## Directive:
Please return each line of the records below that contains the word "foliage", copied in full.

* start *

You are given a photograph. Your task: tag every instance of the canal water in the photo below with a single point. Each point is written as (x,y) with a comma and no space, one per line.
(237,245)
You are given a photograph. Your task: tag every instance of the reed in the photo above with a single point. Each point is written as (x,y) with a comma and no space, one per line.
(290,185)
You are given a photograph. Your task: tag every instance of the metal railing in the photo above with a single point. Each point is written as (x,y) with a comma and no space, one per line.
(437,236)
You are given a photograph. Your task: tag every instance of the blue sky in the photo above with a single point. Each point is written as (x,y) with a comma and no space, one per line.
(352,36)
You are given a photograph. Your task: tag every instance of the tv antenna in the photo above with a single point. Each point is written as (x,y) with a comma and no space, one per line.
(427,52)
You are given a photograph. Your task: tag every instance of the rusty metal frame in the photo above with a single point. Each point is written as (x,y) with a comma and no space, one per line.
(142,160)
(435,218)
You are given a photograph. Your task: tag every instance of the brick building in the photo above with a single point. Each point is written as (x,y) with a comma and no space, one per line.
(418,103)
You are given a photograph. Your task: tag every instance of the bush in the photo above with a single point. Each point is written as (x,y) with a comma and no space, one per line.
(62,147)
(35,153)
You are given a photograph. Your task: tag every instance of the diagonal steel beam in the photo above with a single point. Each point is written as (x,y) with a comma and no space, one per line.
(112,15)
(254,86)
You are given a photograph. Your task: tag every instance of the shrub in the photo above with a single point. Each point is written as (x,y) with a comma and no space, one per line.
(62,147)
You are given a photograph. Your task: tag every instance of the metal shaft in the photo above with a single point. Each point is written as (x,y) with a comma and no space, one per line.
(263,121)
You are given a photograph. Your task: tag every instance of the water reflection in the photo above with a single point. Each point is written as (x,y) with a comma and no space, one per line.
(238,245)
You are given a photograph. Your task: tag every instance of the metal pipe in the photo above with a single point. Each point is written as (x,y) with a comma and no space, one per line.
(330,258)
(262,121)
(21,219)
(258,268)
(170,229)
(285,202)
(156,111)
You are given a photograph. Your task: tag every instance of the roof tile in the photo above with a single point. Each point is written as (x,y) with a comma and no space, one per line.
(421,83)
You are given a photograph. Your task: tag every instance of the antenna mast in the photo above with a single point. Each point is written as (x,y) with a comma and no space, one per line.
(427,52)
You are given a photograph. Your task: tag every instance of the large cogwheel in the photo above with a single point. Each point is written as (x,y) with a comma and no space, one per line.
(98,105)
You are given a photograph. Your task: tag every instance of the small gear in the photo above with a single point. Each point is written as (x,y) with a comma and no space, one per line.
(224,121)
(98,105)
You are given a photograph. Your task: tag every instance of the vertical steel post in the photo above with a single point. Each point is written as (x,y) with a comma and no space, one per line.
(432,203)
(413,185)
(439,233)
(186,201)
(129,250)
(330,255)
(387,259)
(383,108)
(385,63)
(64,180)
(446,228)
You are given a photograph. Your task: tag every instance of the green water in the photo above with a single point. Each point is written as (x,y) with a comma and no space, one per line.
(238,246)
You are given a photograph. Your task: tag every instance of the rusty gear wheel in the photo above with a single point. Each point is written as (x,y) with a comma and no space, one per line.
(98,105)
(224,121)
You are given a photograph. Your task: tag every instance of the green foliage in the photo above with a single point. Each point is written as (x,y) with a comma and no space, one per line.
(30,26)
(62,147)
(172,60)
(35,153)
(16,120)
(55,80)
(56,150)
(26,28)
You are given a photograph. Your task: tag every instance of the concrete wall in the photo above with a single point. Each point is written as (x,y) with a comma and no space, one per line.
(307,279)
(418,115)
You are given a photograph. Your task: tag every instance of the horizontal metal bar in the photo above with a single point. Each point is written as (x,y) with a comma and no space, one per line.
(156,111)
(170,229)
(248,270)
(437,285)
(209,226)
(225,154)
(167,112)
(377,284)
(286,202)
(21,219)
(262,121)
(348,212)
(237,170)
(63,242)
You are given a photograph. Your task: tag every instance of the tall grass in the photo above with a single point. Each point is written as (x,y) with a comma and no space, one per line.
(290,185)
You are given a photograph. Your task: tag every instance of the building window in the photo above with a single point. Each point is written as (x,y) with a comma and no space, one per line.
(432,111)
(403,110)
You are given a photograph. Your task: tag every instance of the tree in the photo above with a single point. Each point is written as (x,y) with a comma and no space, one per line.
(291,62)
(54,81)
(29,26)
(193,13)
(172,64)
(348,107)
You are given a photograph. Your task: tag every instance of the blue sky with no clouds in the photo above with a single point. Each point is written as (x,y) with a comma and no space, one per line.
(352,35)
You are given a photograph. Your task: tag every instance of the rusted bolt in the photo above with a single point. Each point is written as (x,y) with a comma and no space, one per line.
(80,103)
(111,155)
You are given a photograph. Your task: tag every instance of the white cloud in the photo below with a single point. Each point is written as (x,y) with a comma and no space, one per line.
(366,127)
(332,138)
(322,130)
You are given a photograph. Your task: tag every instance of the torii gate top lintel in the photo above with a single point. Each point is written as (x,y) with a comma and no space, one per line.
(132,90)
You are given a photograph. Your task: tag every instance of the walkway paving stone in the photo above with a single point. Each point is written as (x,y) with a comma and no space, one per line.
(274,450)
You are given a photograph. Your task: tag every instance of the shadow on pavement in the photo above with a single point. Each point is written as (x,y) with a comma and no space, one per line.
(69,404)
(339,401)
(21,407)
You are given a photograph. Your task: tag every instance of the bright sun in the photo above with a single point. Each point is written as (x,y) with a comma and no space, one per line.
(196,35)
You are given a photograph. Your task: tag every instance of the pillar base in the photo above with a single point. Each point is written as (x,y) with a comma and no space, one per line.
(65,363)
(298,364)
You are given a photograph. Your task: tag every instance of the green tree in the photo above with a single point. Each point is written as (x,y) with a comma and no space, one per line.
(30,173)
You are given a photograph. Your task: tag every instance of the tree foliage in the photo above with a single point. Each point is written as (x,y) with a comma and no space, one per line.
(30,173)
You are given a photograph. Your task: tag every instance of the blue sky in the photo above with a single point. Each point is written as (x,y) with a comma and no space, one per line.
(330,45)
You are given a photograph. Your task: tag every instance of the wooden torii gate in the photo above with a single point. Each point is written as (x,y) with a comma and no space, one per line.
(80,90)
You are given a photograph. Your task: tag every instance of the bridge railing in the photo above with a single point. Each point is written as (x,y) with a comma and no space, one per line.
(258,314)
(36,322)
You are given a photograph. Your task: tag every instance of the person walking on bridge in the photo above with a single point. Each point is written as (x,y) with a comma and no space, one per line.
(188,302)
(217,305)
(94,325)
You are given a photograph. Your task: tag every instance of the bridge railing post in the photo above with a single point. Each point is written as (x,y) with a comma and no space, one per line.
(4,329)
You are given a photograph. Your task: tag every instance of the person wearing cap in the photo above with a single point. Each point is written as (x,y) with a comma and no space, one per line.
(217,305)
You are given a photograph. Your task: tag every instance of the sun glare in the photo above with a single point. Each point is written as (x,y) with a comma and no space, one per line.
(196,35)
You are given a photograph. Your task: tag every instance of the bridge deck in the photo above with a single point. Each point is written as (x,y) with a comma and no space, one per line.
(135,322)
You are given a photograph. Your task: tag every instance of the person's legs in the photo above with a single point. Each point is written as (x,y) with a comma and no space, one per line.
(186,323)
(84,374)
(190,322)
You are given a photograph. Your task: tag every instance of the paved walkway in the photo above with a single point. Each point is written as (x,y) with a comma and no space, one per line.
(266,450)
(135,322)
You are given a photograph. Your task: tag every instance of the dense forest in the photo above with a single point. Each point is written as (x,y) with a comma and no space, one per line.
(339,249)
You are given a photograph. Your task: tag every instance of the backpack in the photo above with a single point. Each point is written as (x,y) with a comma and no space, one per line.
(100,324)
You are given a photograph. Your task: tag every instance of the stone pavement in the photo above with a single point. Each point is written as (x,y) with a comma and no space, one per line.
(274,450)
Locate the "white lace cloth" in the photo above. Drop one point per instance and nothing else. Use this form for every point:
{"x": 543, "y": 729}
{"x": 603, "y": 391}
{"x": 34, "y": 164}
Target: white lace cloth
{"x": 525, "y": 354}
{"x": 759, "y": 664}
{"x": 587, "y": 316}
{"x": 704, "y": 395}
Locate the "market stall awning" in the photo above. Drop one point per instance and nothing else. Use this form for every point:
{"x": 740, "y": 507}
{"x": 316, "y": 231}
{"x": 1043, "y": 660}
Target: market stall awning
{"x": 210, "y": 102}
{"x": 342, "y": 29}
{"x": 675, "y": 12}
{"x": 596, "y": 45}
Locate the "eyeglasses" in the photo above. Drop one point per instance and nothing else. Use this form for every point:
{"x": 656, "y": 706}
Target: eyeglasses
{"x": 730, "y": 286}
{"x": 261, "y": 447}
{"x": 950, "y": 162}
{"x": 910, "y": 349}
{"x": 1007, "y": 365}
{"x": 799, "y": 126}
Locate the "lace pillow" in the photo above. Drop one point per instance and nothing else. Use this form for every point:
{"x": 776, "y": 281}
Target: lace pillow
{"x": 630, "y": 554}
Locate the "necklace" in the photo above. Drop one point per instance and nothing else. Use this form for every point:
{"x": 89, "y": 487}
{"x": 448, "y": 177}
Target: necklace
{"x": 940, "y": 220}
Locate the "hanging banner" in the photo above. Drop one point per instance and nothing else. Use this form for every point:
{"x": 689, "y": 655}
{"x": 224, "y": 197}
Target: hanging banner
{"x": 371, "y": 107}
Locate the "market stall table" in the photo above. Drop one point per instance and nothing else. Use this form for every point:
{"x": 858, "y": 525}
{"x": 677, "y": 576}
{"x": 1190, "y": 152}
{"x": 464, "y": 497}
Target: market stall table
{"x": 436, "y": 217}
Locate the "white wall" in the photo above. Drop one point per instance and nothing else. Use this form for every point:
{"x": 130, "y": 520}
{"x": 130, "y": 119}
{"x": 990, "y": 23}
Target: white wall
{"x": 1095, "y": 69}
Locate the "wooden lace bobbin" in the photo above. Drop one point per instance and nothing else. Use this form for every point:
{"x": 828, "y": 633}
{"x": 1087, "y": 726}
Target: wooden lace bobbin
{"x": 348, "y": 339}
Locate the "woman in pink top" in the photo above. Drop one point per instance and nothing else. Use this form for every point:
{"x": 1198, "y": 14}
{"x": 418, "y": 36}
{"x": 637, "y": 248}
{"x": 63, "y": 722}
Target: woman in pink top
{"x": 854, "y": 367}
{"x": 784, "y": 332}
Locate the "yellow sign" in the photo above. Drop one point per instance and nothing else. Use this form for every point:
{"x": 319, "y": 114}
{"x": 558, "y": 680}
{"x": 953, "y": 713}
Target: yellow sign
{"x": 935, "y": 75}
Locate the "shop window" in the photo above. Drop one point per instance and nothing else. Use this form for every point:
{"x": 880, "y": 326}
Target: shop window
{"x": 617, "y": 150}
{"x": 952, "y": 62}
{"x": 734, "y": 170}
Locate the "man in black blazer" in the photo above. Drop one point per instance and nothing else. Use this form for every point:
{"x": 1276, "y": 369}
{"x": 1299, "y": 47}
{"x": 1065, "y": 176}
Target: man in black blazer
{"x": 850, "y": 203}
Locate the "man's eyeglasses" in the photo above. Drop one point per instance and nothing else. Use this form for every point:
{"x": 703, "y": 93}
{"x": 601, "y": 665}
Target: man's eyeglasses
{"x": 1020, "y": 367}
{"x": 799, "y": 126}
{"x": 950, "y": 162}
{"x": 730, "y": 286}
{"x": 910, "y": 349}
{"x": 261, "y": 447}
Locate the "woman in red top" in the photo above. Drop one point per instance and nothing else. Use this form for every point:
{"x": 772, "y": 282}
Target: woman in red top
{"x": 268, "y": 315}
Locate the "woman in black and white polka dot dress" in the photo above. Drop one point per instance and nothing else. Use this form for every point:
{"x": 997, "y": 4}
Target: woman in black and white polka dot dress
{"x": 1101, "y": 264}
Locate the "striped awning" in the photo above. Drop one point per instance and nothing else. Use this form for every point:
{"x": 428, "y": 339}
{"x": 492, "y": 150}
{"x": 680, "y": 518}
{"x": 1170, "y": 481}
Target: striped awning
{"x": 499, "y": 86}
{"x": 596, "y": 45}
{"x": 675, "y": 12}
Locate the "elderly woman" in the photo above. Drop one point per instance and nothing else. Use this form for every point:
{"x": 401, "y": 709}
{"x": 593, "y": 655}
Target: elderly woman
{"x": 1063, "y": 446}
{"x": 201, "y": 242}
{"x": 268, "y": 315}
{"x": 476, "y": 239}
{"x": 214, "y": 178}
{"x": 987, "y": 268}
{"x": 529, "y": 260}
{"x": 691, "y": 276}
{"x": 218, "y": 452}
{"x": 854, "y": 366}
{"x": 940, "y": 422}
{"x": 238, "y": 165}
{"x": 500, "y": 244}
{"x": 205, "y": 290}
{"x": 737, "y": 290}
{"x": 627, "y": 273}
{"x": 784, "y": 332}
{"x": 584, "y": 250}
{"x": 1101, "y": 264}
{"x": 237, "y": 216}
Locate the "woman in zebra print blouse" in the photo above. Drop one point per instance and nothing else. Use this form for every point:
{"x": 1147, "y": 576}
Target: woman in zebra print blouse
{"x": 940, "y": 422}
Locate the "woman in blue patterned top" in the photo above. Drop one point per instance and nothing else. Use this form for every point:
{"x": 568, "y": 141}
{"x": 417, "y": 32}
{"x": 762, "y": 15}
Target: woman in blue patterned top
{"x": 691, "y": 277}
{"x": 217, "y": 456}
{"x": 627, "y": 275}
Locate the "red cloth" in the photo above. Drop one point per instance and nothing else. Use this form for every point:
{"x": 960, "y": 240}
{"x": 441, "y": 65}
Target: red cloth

* end *

## Exercise output:
You are given a photograph. Your task: tag every instance of the green foliage in the photo above with a single point. Each point is written as (x,y) with a comma and no space, one per line.
You are given a photograph. Your task: tag every instance of the tree foliage in the photo above with a single point. Each point is written as (x,y) with a comma and no space, one per line.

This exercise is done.